### Given task
Answer these questions using the patent claims below:
1. According to claim 8, what must the sum of the Ti and Mo contents exceed?
2. What is the preferred magnesium content range of the zinc alloy melt bath in claim 9?
3. How does the magnesium content compare with the aluminium content in claim 10?

### Document section
######

7. The method of claim 1, wherein the content of each of the alloying elements from the group Nb, V, Tl in the steel melt is at least 0.005 weight percent.

8. The method of claim 1, wherein a sum of the Ti and Mo contents is >0.1 weight percent.

9. The method of claim 1, wherein the zinc alloy melt bath has a magnesium content in a range of 1.0 to 2.0 weight percent, preferably 1.4 to 1.8 weight percent, and an aluminium content in a range of 1.0 to 2.0 weight percent, preferably 1.4 to 1.8 weight percent, with the magnesium content and the aluminium content being identical to each other.

10. The method of claim 1, wherein in the zinc alloy melt bath a magnesium content is less than an aluminium content.

######

### Data section
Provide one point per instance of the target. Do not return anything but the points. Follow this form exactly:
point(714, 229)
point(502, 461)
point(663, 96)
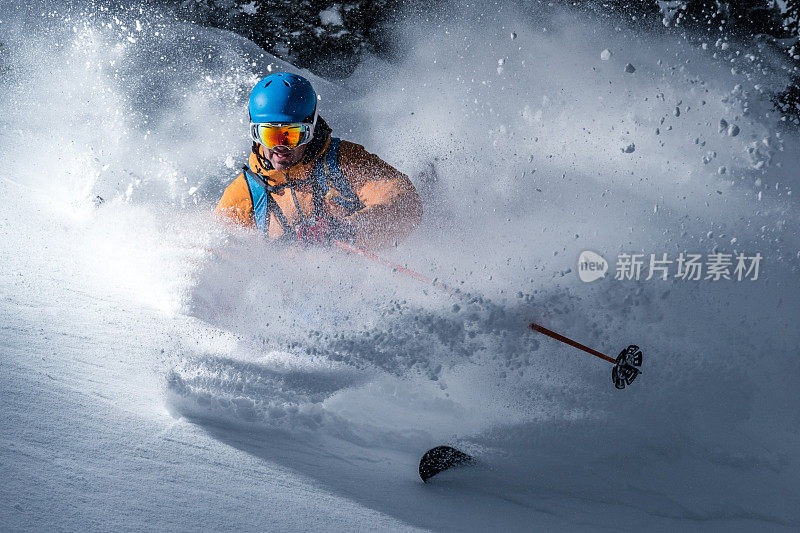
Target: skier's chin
point(285, 158)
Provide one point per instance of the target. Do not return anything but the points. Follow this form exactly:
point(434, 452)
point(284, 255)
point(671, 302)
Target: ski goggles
point(288, 135)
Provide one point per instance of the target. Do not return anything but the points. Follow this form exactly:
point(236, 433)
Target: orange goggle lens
point(271, 135)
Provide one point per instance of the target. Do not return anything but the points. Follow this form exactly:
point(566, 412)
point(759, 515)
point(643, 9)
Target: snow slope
point(162, 372)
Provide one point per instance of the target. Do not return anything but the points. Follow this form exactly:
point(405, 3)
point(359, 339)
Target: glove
point(322, 231)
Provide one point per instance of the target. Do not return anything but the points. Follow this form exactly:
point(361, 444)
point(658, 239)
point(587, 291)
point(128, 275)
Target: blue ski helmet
point(283, 97)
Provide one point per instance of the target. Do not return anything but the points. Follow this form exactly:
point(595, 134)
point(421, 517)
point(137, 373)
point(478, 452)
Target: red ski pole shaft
point(425, 279)
point(574, 344)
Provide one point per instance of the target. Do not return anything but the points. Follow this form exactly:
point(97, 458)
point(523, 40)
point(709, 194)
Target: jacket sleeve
point(392, 206)
point(236, 206)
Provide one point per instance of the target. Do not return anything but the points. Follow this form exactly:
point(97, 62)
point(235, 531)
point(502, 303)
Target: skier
point(303, 185)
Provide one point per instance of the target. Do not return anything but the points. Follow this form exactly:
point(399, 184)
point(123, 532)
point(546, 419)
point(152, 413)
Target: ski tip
point(442, 458)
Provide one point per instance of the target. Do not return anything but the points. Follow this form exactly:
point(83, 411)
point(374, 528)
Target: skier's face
point(283, 158)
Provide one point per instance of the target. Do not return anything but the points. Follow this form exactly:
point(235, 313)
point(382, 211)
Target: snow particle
point(331, 16)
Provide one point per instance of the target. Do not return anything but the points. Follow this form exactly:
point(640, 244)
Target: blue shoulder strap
point(327, 173)
point(263, 203)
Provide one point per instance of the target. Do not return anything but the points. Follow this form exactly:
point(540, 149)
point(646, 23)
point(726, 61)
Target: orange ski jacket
point(378, 201)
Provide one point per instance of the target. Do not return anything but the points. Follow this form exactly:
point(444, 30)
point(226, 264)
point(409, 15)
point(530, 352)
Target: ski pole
point(626, 365)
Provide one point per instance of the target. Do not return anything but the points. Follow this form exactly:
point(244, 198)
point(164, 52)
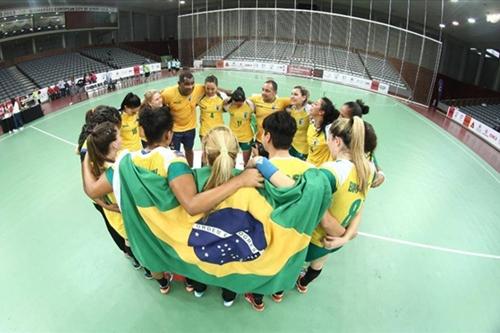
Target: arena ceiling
point(480, 34)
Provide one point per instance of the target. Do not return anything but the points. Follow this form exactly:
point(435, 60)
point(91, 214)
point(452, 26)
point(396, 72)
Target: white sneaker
point(228, 304)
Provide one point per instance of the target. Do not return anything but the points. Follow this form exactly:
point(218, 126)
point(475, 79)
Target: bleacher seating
point(48, 71)
point(221, 50)
point(267, 51)
point(487, 114)
point(14, 84)
point(382, 70)
point(115, 57)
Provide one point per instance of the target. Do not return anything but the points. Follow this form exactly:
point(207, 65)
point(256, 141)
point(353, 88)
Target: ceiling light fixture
point(493, 18)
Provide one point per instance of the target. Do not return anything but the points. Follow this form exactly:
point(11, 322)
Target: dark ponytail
point(131, 101)
point(238, 95)
point(94, 117)
point(98, 142)
point(358, 108)
point(330, 114)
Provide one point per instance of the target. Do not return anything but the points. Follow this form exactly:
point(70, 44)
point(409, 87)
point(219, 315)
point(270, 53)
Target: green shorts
point(315, 252)
point(246, 146)
point(295, 153)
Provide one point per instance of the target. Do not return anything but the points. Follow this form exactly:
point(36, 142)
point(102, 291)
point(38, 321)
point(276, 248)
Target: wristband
point(266, 168)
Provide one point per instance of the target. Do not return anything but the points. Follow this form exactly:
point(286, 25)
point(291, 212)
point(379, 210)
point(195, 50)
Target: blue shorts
point(184, 138)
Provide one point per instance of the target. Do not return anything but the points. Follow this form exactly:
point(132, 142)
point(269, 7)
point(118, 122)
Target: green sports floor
point(427, 260)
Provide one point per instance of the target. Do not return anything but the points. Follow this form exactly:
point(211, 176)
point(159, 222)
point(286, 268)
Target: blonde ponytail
point(358, 153)
point(352, 133)
point(221, 149)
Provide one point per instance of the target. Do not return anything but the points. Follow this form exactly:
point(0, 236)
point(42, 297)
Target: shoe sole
point(302, 291)
point(253, 305)
point(277, 299)
point(165, 291)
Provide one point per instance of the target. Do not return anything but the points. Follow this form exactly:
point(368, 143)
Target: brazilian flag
point(254, 241)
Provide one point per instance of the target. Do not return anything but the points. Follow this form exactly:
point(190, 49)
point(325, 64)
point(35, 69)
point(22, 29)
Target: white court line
point(430, 247)
point(54, 136)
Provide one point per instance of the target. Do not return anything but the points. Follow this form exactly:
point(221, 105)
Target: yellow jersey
point(183, 108)
point(211, 109)
point(240, 121)
point(346, 199)
point(291, 166)
point(264, 109)
point(319, 152)
point(163, 161)
point(301, 117)
point(129, 132)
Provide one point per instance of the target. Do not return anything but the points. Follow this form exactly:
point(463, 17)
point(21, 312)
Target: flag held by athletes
point(254, 241)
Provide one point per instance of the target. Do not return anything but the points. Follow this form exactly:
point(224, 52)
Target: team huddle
point(280, 139)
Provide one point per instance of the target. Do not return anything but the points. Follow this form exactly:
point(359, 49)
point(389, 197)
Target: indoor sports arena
point(250, 165)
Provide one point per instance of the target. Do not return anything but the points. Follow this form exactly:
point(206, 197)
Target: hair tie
point(223, 150)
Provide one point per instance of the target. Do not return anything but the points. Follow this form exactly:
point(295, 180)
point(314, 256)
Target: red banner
point(375, 84)
point(451, 110)
point(299, 70)
point(467, 120)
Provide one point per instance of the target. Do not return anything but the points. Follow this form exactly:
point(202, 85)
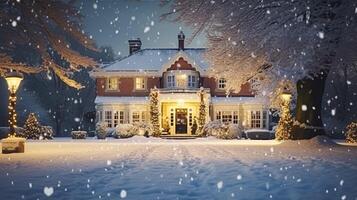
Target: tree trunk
point(309, 95)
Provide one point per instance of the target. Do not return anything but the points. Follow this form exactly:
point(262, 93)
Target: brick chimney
point(134, 46)
point(181, 40)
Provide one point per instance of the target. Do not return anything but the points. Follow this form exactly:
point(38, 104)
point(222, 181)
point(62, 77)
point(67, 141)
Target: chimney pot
point(181, 40)
point(134, 45)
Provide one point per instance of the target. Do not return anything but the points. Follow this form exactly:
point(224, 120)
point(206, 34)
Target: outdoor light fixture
point(13, 144)
point(286, 95)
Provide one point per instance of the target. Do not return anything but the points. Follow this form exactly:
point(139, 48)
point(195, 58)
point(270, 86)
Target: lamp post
point(13, 80)
point(285, 125)
point(13, 144)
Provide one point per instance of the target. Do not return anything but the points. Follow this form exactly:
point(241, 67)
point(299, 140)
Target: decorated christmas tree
point(351, 133)
point(154, 111)
point(32, 128)
point(202, 111)
point(285, 125)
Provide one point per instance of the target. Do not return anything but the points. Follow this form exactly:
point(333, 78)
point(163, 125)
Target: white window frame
point(233, 116)
point(222, 83)
point(140, 83)
point(171, 82)
point(108, 118)
point(192, 81)
point(112, 84)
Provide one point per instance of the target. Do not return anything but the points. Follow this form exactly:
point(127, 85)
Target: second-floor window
point(140, 83)
point(222, 83)
point(171, 81)
point(112, 84)
point(192, 81)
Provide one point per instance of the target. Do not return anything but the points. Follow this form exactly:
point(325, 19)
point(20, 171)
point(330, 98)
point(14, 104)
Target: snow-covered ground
point(142, 168)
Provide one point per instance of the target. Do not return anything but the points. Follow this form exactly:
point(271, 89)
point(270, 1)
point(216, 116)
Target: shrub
point(79, 134)
point(46, 133)
point(351, 133)
point(101, 130)
point(221, 130)
point(143, 129)
point(125, 131)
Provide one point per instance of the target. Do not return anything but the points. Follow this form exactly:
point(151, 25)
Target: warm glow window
point(255, 118)
point(112, 84)
point(136, 117)
point(108, 118)
point(140, 83)
point(222, 83)
point(171, 81)
point(192, 80)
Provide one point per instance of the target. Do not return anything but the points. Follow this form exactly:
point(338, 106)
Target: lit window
point(136, 117)
point(112, 84)
point(255, 119)
point(265, 114)
point(171, 81)
point(143, 116)
point(140, 83)
point(191, 81)
point(235, 117)
point(108, 118)
point(226, 116)
point(222, 82)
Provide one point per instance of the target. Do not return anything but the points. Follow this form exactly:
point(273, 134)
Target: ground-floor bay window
point(228, 116)
point(258, 119)
point(138, 116)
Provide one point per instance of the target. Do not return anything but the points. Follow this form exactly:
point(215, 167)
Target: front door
point(181, 121)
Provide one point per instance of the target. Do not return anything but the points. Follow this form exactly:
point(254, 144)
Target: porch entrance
point(181, 120)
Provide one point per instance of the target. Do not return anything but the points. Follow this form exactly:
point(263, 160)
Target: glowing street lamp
point(13, 144)
point(13, 80)
point(284, 129)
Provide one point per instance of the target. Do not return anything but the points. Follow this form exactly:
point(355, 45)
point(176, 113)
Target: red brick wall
point(126, 87)
point(181, 64)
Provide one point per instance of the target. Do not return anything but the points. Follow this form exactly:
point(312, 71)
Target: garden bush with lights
point(221, 130)
point(33, 129)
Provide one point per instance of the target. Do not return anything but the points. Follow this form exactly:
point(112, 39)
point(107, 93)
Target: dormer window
point(222, 83)
point(170, 81)
point(112, 84)
point(192, 80)
point(140, 83)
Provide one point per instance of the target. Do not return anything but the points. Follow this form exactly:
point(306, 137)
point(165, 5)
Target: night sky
point(114, 22)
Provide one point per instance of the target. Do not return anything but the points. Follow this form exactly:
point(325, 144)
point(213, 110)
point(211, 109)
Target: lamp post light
point(285, 125)
point(13, 80)
point(12, 144)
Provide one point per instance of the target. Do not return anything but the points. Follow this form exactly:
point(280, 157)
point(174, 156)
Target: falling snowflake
point(14, 23)
point(123, 194)
point(147, 29)
point(109, 162)
point(321, 34)
point(220, 185)
point(304, 108)
point(239, 177)
point(333, 112)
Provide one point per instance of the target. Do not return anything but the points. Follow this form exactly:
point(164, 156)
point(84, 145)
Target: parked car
point(259, 134)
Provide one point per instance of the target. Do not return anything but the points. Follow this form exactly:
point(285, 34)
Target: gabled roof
point(153, 60)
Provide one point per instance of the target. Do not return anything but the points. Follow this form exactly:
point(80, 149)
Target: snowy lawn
point(142, 168)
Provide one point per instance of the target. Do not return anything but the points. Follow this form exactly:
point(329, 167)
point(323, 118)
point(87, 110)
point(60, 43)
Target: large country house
point(123, 89)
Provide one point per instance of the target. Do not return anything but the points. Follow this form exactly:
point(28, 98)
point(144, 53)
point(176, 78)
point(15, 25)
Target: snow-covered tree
point(155, 112)
point(273, 40)
point(48, 28)
point(32, 128)
point(202, 110)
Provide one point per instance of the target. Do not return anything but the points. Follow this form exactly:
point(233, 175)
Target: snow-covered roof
point(154, 59)
point(122, 100)
point(238, 100)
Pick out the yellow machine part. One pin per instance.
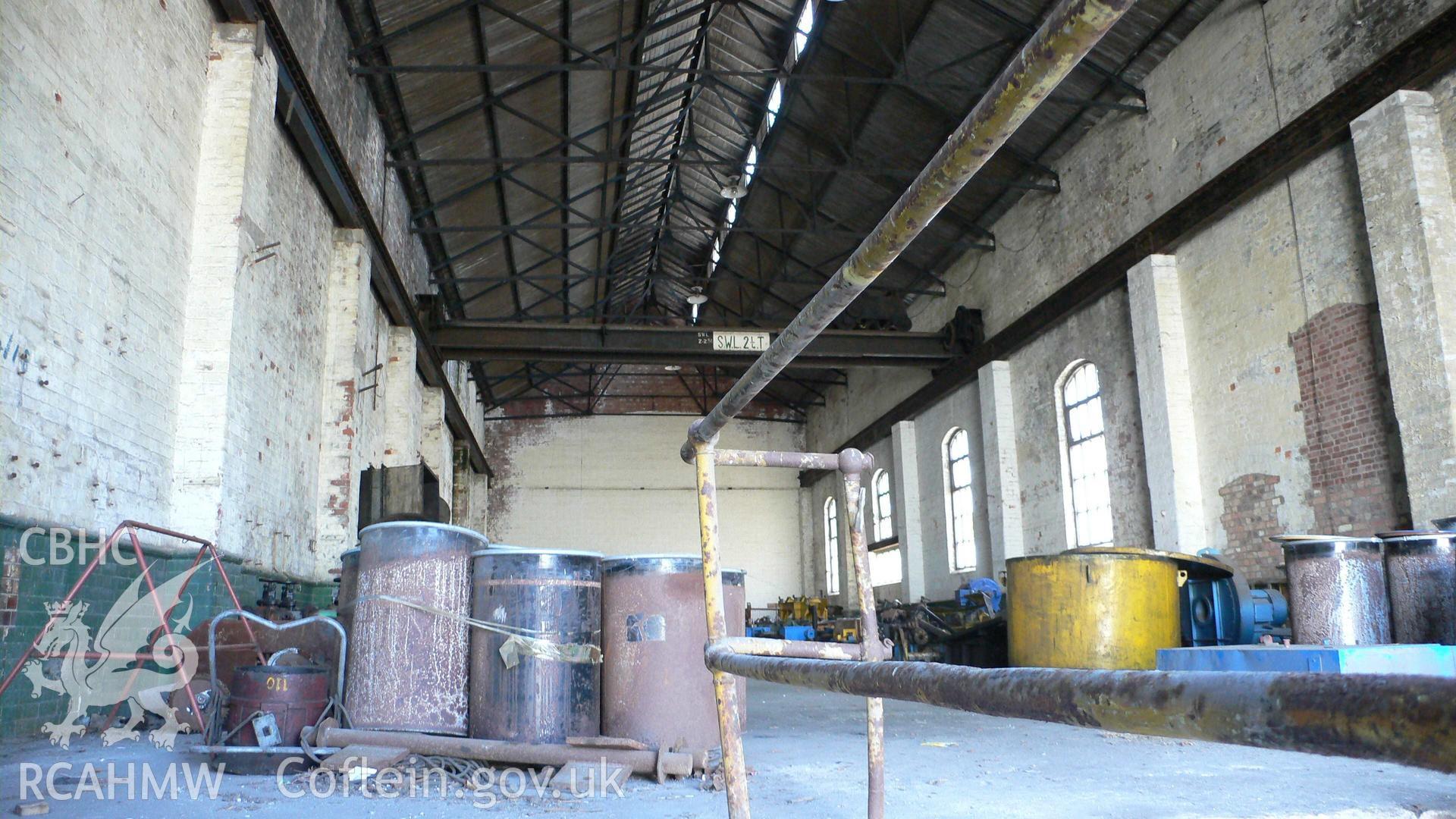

######

### Written answer
1. 0.1 weight percent
2. 1.4 to 1.8 weight percent
3. The magnesium content is less than the aluminium content.